What the task asks:
A line qualifies if it holds the string "sole". Copy every qualifying line from the records.

Records for the exercise:
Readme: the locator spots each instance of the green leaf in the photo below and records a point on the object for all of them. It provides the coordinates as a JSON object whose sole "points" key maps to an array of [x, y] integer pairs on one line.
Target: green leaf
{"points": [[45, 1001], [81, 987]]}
==
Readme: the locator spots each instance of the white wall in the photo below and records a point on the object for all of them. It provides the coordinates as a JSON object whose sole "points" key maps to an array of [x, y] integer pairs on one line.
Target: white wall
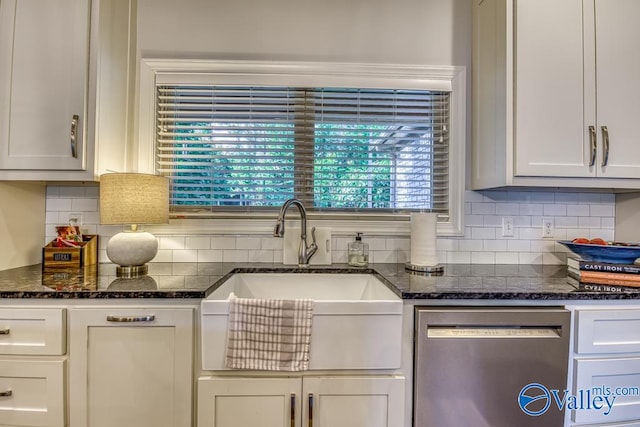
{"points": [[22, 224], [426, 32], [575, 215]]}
--
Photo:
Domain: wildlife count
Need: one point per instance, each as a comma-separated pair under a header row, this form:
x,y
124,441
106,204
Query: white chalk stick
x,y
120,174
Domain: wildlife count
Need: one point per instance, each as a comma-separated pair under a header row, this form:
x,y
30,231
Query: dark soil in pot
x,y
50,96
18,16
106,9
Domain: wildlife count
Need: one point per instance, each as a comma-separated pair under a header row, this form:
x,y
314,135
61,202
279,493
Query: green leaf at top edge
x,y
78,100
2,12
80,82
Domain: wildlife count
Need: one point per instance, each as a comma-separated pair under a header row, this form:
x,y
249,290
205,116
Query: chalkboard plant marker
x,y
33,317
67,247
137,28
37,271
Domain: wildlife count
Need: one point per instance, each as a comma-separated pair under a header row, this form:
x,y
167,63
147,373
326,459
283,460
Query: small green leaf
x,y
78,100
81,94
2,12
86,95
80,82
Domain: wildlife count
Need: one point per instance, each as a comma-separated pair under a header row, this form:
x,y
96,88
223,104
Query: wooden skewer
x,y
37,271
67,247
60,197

Your response:
Readme: the locator spots each instance of the green leaf in the photo below and records a point on the object for all of them. It provides the coordinates as a JSON object whose sole "points" key maps to an array of [x, y] integer pairs on one line.
Readme: the locator spots each instance of the white wall in the photo below and records a point on the object for all of them. It provides the coordinates as a JSON object whose sole "points" key maps to an array of [x, y] integer pairs on one line.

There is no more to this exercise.